# [ANN] stdio-0.2.0.0

Today I’m very happy to announce a new beta version of stdio is released on hackage, there’re some large additions in this version:

• Add UDP module.
• Add JSON module.
• Add ToText class to Std.Data.TextBuilder module.

The largest addition is a new JSON module, features full RFC 8259 compliance and 2~3x faster performance. Try to bring big improvements over a very mature library like aeson is not an easy task, parts of the improvements come from faster Parser and Builder infrastructures in stdio. But we also made a few other improvements:

• To improve building lookup table during JSON parsing(and many other formats as well), An ordered map module based on sorted vectors and binary-search is also added, there’re actually four modules providing similar functions to containers:

• Std.Data.Vector.FlatMap
• Std.Data.Vector.FlatIntMap
• Std.Data.Vector.FlatSet
• Std.Data.Vector.FlatIntSet

These data structures have different time and memory characteristics from tree-based ones, and suits some situations better, e.g. intermediate lookup table.

*Tasks to carry out*
A: Set down the portion of the stdio announcement between "# [ANN] stdio-0.2.0.0" and "Add UDP module.", inclusive.
B: Render this sentence from the stdio announcement in Spanish: "These data structures have different time and memory characteristics from tree-based ones, and suits some situations better, e.g. intermediate lookup table."
The material placed after the stdio announcement has no connection to it.

*Data entries*
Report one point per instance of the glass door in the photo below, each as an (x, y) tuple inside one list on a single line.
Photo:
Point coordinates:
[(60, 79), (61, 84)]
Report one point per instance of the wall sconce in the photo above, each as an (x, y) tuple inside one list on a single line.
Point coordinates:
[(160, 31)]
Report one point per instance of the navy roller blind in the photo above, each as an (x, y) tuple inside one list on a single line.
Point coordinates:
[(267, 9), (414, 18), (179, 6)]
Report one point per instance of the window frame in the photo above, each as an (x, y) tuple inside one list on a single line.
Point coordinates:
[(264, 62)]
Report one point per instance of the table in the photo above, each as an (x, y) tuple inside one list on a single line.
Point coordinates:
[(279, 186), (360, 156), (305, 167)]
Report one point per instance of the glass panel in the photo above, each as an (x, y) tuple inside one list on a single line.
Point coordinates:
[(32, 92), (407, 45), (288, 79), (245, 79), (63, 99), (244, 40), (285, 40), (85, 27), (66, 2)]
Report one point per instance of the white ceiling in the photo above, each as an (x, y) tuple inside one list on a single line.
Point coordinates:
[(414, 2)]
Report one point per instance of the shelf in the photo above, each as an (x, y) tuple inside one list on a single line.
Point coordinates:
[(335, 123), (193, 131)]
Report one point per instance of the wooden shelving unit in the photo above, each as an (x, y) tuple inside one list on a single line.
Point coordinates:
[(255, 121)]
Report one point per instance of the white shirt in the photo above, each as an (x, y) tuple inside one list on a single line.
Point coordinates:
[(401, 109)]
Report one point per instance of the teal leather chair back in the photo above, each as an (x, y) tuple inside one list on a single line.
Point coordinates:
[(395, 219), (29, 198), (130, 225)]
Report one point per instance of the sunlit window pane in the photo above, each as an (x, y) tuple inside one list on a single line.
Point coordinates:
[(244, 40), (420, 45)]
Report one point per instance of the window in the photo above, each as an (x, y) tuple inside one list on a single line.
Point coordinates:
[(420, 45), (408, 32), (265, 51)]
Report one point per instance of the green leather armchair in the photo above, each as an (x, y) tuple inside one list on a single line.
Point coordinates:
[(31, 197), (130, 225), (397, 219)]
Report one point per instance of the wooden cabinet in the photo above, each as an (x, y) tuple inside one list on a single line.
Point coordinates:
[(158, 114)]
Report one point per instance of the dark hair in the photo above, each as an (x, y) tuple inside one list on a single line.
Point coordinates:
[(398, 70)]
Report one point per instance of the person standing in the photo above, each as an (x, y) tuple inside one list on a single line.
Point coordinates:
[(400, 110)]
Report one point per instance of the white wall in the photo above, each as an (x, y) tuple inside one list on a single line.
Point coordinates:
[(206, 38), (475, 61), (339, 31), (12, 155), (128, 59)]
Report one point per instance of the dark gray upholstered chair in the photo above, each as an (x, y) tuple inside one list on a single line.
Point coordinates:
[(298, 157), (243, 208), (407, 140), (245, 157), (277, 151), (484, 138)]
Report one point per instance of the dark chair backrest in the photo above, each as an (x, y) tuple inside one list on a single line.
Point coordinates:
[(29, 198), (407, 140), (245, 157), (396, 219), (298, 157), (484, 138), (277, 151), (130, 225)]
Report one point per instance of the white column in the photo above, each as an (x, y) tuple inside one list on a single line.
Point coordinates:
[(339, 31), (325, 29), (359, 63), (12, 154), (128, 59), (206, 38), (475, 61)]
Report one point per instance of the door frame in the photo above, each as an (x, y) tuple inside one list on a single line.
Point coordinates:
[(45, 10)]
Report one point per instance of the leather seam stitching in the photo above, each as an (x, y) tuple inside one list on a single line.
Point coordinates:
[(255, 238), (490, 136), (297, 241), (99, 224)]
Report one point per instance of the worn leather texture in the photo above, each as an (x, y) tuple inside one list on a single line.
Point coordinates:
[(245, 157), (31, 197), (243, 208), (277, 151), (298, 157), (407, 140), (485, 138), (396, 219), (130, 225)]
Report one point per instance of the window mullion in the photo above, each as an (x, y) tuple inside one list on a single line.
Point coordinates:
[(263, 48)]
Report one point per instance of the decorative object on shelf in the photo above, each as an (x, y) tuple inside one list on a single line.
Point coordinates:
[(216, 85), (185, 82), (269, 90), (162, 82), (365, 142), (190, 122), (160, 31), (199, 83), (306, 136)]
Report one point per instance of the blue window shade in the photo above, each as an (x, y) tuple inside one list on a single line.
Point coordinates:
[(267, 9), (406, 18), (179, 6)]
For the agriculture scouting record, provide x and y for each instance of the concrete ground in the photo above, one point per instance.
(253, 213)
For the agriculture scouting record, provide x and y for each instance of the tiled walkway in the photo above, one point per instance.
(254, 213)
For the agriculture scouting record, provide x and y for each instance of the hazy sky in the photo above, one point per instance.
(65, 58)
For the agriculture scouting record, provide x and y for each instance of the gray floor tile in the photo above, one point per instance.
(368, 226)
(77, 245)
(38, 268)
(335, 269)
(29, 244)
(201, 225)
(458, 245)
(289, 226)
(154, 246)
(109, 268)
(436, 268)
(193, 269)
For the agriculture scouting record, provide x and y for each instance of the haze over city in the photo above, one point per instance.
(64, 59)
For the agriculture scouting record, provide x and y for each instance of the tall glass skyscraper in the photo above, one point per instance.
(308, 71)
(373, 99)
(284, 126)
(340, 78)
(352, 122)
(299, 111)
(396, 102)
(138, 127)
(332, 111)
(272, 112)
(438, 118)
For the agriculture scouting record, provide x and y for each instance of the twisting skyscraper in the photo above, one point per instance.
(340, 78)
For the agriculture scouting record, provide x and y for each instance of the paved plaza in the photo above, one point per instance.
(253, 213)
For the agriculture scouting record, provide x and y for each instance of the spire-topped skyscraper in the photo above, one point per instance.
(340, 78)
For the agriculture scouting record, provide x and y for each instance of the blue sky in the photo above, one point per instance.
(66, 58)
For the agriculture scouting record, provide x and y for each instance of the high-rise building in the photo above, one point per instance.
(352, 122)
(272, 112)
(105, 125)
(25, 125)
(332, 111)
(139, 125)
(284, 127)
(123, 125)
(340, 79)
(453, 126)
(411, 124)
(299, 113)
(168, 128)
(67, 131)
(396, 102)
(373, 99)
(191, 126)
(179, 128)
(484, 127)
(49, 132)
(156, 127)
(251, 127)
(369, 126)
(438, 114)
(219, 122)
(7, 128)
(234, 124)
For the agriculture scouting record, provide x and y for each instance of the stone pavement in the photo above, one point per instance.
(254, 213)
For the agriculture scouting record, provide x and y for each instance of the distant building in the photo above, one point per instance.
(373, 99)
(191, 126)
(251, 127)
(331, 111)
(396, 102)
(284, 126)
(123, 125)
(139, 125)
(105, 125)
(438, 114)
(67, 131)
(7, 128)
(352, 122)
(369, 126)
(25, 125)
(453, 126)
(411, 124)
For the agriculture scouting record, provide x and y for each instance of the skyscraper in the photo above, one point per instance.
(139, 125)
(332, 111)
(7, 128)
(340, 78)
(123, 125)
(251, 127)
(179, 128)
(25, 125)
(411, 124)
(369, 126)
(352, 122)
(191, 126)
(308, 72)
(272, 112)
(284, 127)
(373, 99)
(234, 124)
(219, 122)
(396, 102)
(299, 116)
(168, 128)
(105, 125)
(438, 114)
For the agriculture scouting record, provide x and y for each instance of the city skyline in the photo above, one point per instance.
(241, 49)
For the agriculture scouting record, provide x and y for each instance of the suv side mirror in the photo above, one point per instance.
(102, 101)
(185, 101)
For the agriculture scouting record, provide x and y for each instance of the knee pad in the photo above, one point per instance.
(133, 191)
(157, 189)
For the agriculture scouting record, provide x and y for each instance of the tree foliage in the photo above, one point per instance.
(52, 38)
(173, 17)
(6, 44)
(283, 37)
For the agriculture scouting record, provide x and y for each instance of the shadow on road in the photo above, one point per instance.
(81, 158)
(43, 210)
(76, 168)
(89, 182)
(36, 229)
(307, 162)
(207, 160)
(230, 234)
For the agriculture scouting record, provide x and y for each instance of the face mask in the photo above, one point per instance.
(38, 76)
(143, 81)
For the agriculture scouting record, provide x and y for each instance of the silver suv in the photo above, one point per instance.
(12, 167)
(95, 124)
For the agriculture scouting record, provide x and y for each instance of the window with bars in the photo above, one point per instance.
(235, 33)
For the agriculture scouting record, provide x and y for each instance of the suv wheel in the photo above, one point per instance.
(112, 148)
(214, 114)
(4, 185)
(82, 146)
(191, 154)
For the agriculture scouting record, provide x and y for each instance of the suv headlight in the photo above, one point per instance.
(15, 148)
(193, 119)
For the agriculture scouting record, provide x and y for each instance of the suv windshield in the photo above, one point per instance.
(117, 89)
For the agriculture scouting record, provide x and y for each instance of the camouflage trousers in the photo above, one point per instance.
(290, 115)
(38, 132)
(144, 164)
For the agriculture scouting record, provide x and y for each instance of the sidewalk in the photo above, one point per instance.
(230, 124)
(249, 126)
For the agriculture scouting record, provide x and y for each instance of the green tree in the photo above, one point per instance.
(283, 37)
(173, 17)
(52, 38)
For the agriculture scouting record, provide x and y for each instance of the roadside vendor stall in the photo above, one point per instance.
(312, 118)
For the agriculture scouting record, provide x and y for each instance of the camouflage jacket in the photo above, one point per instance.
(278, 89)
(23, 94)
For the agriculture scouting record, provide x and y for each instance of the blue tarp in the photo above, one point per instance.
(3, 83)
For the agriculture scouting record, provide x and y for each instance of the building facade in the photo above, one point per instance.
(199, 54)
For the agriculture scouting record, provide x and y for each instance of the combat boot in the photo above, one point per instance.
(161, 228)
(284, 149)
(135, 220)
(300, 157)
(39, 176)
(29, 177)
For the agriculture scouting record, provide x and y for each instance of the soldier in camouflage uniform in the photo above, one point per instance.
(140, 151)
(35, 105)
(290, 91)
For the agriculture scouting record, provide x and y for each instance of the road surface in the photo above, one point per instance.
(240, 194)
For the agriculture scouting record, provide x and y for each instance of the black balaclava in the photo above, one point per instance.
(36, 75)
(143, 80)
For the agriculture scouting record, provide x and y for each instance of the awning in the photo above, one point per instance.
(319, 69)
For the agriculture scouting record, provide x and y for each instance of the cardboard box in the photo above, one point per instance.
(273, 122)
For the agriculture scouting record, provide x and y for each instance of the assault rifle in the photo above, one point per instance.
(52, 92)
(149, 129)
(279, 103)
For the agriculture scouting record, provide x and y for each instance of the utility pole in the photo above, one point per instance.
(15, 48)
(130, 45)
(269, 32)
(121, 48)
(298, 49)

*Solutions below*
A:
# [ANN] stdio-0.2.0.0

Today I’m very happy to announce a new beta version of stdio is released on hackage, there’re some large additions in this version:

• Add UDP module.

B: Estas estructuras de datos tienen características de tiempo y de memoria distintas de las basadas en árboles, y se adaptan mejor a algunas situaciones, p. ej., una tabla de búsqueda intermedia.